Nothing in the records may change. Print them all again.

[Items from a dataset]
□ □ □ □
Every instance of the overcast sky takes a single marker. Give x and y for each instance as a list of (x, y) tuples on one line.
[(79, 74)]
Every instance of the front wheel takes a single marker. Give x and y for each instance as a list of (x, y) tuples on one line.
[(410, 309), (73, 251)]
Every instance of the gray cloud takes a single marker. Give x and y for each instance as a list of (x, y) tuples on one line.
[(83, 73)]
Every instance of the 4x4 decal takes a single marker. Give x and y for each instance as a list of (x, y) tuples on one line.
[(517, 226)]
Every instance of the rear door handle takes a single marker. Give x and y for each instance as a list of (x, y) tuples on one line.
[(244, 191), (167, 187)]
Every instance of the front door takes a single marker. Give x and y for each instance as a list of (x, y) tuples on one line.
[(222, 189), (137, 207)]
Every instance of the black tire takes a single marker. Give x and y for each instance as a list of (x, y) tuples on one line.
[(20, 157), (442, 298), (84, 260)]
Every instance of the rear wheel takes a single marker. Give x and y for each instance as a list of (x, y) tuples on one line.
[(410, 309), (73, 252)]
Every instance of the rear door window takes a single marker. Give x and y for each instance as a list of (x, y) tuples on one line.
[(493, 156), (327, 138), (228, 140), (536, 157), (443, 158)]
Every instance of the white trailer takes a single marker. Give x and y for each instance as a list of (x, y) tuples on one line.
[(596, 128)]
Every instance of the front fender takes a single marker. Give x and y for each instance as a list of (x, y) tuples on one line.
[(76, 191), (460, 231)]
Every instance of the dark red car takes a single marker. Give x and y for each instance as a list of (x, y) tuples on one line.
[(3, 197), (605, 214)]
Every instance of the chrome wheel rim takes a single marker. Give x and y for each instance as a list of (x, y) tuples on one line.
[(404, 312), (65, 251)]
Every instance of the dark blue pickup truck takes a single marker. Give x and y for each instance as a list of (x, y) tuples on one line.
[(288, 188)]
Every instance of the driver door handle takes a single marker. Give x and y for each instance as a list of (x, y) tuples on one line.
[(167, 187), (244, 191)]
□ □ □ □
**Response**
Every instance of the overcast sky takes a single marker. Give x and y for each instance as a list of (x, y) tuples on one line.
[(79, 74)]
Every instance of the front wheel takes a single marker. Give x and y for each instance as a list of (x, y) tuples on one line.
[(410, 309), (73, 251)]
Every instance of the gray cloud takes a single marker. Give x and y for each instance as a list of (x, y) tuples on one line.
[(83, 73)]
Every instance of the 4x4 decal takes a single marker. Give x and y for each instance as a list of (x, y) tuples on one line.
[(517, 226)]
Every instance of the rear door handle takes a single marker. Give x and y for each instance as a list of (x, y) tuples on one line.
[(244, 191), (167, 187)]
Every instance of the front door takes a single marker. Give x and y for each instance as a list of (x, y) tuples on one line.
[(222, 189), (137, 207)]
Every instance of the black tire takes a single marker. Give x and y for each instance as a list of (x, y) tuples on one line.
[(20, 157), (442, 298), (84, 260)]
Every instance of the rear wheel takes a single marker. Give x and y for each instance as a list of (x, y) tuples on one line.
[(410, 309), (73, 252)]
Every instance of the rear door window takes a single marker. Give x and y for each instance as a list of (x, y) tuples on one line.
[(493, 156), (327, 138), (228, 140), (536, 157), (443, 158)]
Every instance of the white trailer takes a single marker. Give x and y for each instance as a list of (x, y) tuples on one line.
[(596, 128)]
Every instance of the front fender takes a single marker. Give x and y for each instance as a list of (x, y) tuples on one line.
[(76, 191), (460, 231)]
Every instance of the dark red car takes a single marker. Give x and y for each instance as a list of (x, y) tuples on one line.
[(3, 197), (605, 214)]
Every instance of the chrome wheel rim takes a single marker. Give x and y for each instance as a list of (x, y) tuples on one line.
[(404, 312), (65, 251)]
Every instance of the dark blue pickup truck takes a single marker. Give x and y for each instance as a list of (x, y) tuples on one line.
[(288, 188)]
Every instance of the driver door handle takes a single marker. Give x and y for each instance as a list of (x, y) tuples on one line.
[(167, 187), (244, 191)]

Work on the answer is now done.